__Given problem__: Can you set out every line of the listing below as a numbered list, skipping any blank lines and leaving the pictures out of your answer?

__Data lines__:

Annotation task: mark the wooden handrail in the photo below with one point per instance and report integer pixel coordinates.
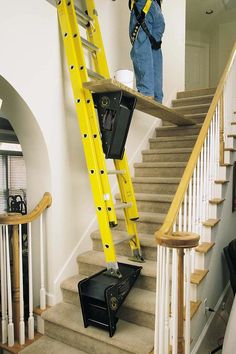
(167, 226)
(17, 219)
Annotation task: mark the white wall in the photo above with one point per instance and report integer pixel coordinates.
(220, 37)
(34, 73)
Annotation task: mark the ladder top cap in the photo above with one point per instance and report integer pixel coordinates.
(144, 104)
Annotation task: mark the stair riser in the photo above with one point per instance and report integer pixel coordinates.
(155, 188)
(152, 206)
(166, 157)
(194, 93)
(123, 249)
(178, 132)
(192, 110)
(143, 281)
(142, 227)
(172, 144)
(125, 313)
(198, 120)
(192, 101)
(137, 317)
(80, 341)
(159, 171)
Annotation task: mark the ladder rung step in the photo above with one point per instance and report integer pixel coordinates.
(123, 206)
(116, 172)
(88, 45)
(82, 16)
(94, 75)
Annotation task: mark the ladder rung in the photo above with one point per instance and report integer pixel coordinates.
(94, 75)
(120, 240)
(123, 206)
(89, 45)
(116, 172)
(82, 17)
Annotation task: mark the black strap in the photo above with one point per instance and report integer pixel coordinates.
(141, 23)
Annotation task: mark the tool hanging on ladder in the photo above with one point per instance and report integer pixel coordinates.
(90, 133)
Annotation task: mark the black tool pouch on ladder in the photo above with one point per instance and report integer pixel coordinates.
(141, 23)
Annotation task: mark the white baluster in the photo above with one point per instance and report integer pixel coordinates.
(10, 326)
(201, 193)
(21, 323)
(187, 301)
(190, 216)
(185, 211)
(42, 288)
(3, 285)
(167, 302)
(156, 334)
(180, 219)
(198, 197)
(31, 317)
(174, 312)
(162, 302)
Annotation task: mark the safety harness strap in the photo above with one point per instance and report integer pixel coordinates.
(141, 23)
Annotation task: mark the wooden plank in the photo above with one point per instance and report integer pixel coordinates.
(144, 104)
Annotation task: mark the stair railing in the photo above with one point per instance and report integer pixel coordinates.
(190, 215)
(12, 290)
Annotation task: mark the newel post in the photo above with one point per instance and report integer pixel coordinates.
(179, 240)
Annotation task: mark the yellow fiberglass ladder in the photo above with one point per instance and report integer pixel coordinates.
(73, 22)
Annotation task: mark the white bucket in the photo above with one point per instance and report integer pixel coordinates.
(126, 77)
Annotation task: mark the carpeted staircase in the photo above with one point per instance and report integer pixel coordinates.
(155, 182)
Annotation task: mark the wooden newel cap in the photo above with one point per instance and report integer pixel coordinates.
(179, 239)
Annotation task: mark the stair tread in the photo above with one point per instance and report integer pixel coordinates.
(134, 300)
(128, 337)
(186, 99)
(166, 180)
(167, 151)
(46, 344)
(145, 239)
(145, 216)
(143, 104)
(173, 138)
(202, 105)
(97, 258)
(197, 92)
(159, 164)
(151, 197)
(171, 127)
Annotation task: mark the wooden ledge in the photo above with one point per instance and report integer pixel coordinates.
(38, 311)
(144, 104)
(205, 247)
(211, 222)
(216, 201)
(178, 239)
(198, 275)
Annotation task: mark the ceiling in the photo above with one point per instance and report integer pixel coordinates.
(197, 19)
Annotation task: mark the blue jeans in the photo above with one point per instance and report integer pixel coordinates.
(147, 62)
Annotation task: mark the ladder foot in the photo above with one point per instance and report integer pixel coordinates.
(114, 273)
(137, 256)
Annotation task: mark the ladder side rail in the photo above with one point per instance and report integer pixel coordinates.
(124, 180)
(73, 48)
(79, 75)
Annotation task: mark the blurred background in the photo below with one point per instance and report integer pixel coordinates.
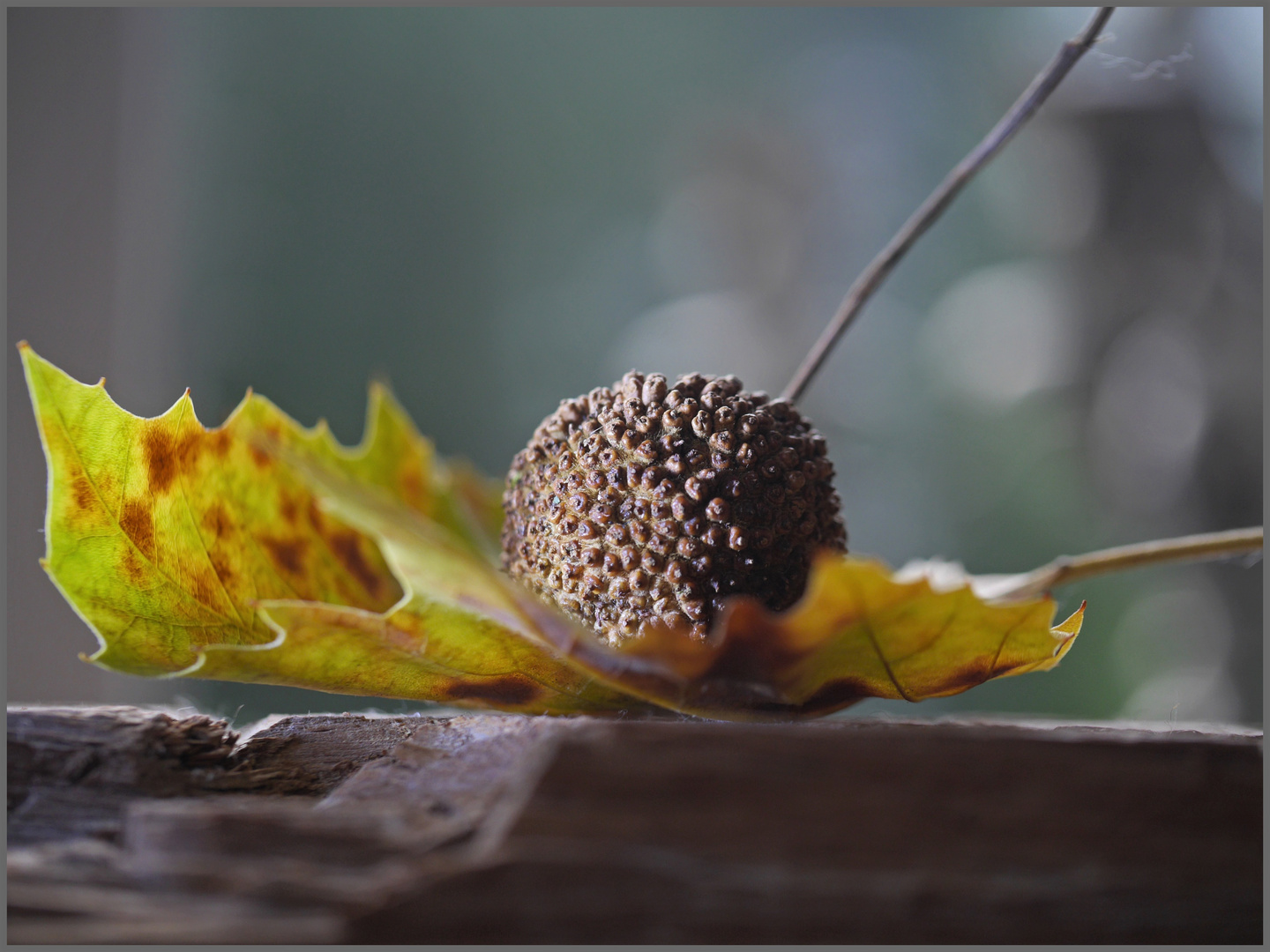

__Output for this task__:
1. Annotation task: mark the wooden handrail in the photo below with one point per instance and report integer pixel coordinates.
2. (167, 226)
3. (17, 219)
4. Annotation task: mark the white wall in the photo above with one point per instance and report integer pixel coordinates.
5. (220, 37)
6. (34, 73)
7. Annotation task: mark the ladder top cap in the photo above with one point per instance and report integer pixel coordinates.
8. (144, 104)
9. Annotation task: mark the stair riser in the photo above with one point per instance and report integer pixel coordinates.
10. (155, 188)
11. (152, 206)
12. (166, 157)
13. (194, 93)
14. (123, 249)
15. (178, 132)
16. (192, 110)
17. (143, 281)
18. (142, 227)
19. (172, 144)
20. (125, 313)
21. (198, 120)
22. (192, 101)
23. (137, 317)
24. (80, 341)
25. (159, 171)
26. Annotation task: mark the ladder rung step in the photo above with one point per instance and report integer pixel coordinates.
27. (123, 206)
28. (116, 172)
29. (88, 45)
30. (82, 16)
31. (94, 75)
32. Annotation task: mark the ladder rung in the photo above with one point per instance and report integer pixel coordinates.
33. (94, 75)
34. (120, 240)
35. (123, 206)
36. (89, 45)
37. (116, 172)
38. (82, 17)
39. Annotation task: mark the black strap in the photo above with one point per instance and report integer pixel coordinates.
40. (141, 23)
41. Annotation task: mark the tool hanging on ladder in the photo above with one point per instance and report integer pixel coordinates.
42. (90, 133)
43. Annotation task: mark the black tool pouch on ladder in the photo above with one point per instance and report integer pixel coordinates.
44. (141, 23)
45. Annotation task: mark the white baluster in the photo above with one point per instance and report integer pixel coordinates.
46. (10, 326)
47. (201, 193)
48. (21, 323)
49. (187, 301)
50. (190, 216)
51. (185, 211)
52. (42, 288)
53. (3, 285)
54. (167, 302)
55. (156, 334)
56. (180, 219)
57. (198, 197)
58. (31, 317)
59. (174, 312)
60. (162, 302)
61. Annotation task: mark the safety harness strap in the photo above with one point per instance and report integer pixel coordinates.
62. (141, 23)
63. Annotation task: mark the wooden plank in the photo above with one point per instance and report integer pixel coordinates.
64. (144, 104)
65. Annotation task: mark the stair railing in the photo above with one point per instance and report integer pixel coordinates.
66. (190, 215)
67. (12, 290)
68. Annotation task: mark the newel post in the photo above with one point per instance and report integer pixel coordinates.
69. (179, 240)
70. Annotation task: mark the yellow fiberglass ladder in the photo above with one point per instance and report integer pixel coordinates.
71. (73, 22)
72. Annotation task: mark the white bucket in the photo above with one point per instance and report integer pixel coordinates.
73. (126, 77)
74. Annotation task: mark the carpeted staircase in the photo above with one point per instance and report integer pixel coordinates.
75. (155, 182)
76. Annotation task: mark the wooden newel cap in the photo above with one point per instance and report integer pixel coordinates.
77. (179, 239)
78. Annotation task: mark the stair tread in the photo above with one point per instance and report integer pixel coordinates.
79. (134, 300)
80. (128, 337)
81. (186, 99)
82. (166, 180)
83. (167, 151)
84. (46, 344)
85. (145, 239)
86. (145, 216)
87. (143, 104)
88. (173, 138)
89. (202, 105)
90. (97, 258)
91. (197, 92)
92. (159, 164)
93. (151, 197)
94. (171, 127)
95. Annotation task: mark the wooden ledge in the photo above with one point per instance and report integer pixel coordinates.
96. (38, 311)
97. (144, 104)
98. (205, 247)
99. (211, 222)
100. (216, 201)
101. (178, 239)
102. (198, 275)
103. Annotation task: mark the ceiling in the photo above with one point per instance and report integer pixel coordinates.
104. (197, 19)
105. Annotation task: mark the blue jeans in the photo above with one point per instance and report integer pixel coordinates.
106. (147, 62)
107. Annotation task: mark the ladder foot in the photo above with one point per instance and report integer pixel coordinates.
108. (114, 273)
109. (137, 256)
110. Annotation task: mark the ladder side rail in the photo above with one point per instance and report integer pixel coordinates.
111. (124, 180)
112. (73, 48)
113. (79, 75)
114. Annotation task: mark the blurred background in the photo below with one point per instance and report integer pixel coordinates.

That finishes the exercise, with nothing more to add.